[start of DATASET RECORDS]
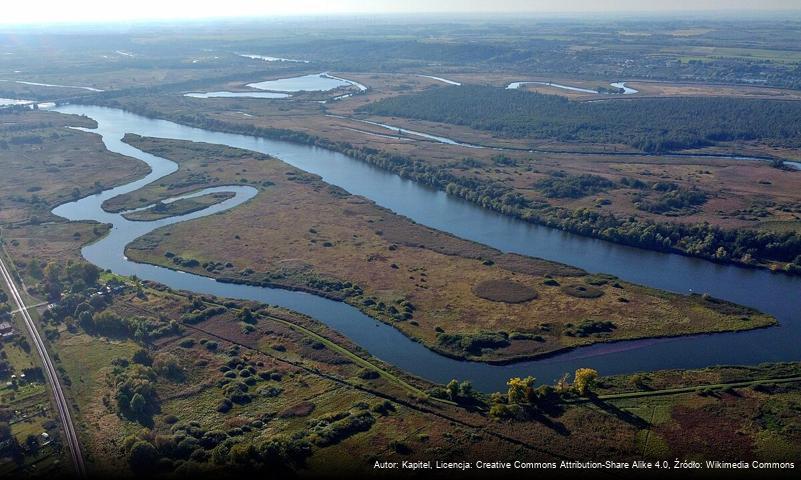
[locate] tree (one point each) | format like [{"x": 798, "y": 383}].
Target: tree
[
  {"x": 453, "y": 389},
  {"x": 584, "y": 380},
  {"x": 138, "y": 404},
  {"x": 32, "y": 443},
  {"x": 466, "y": 389},
  {"x": 521, "y": 390},
  {"x": 563, "y": 384},
  {"x": 142, "y": 357},
  {"x": 247, "y": 316},
  {"x": 142, "y": 456}
]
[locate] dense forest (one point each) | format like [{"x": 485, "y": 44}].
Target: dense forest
[
  {"x": 648, "y": 124},
  {"x": 749, "y": 247}
]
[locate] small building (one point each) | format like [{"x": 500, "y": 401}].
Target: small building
[{"x": 6, "y": 330}]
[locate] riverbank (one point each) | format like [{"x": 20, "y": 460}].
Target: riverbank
[
  {"x": 302, "y": 234},
  {"x": 684, "y": 239},
  {"x": 771, "y": 294}
]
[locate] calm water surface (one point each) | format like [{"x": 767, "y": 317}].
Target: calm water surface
[{"x": 776, "y": 294}]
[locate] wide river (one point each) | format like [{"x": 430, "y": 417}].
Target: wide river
[{"x": 776, "y": 294}]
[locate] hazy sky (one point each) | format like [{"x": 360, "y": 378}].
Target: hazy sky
[{"x": 48, "y": 11}]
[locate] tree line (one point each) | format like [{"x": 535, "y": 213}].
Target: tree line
[
  {"x": 743, "y": 246},
  {"x": 649, "y": 124}
]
[end of DATASET RECORDS]
*WRITTEN EXERCISE*:
Copy every line of the material above word for word, leaving out the pictures.

*ANSWER BELOW*:
[locate] tree (one point each) | format like [{"x": 798, "y": 383}].
Target: tree
[
  {"x": 453, "y": 389},
  {"x": 584, "y": 380},
  {"x": 138, "y": 404},
  {"x": 32, "y": 443},
  {"x": 466, "y": 389},
  {"x": 521, "y": 390},
  {"x": 563, "y": 384},
  {"x": 142, "y": 357},
  {"x": 247, "y": 316},
  {"x": 142, "y": 456}
]
[locate] dense forest (one point each) | format like [{"x": 485, "y": 44}].
Target: dense forest
[
  {"x": 648, "y": 124},
  {"x": 749, "y": 247}
]
[locate] small building (one point each) | format like [{"x": 500, "y": 401}].
Target: small building
[{"x": 6, "y": 330}]
[locate] riverbank (one point each) | format like [{"x": 20, "y": 460}].
Target: riverbank
[
  {"x": 302, "y": 234},
  {"x": 684, "y": 239},
  {"x": 771, "y": 294}
]
[locate] calm water surface (one point each) | format like [{"x": 767, "y": 317}].
Target: calm water surface
[{"x": 776, "y": 294}]
[locate] wide river (one point each) | format like [{"x": 430, "y": 417}].
Target: wide river
[{"x": 776, "y": 294}]
[locate] hazy sky (one point each) | format like [{"x": 360, "y": 378}].
Target: hazy sky
[{"x": 48, "y": 11}]
[locate] tree line (one point each) | format like [{"x": 535, "y": 213}].
Target: tree line
[
  {"x": 743, "y": 246},
  {"x": 649, "y": 124}
]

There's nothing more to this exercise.